■ Exercise input:
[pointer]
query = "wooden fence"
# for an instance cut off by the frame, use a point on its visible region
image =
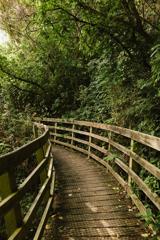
(40, 181)
(102, 143)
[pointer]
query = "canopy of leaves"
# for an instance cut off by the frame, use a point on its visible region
(85, 59)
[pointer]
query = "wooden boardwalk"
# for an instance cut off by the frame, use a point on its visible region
(90, 204)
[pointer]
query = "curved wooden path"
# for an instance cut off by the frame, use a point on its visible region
(90, 204)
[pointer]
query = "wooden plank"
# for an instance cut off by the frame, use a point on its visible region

■ Task statement: Determine how many lines of the listing above hold the word "query". Report that number without anything else.

■ Solved problem: 5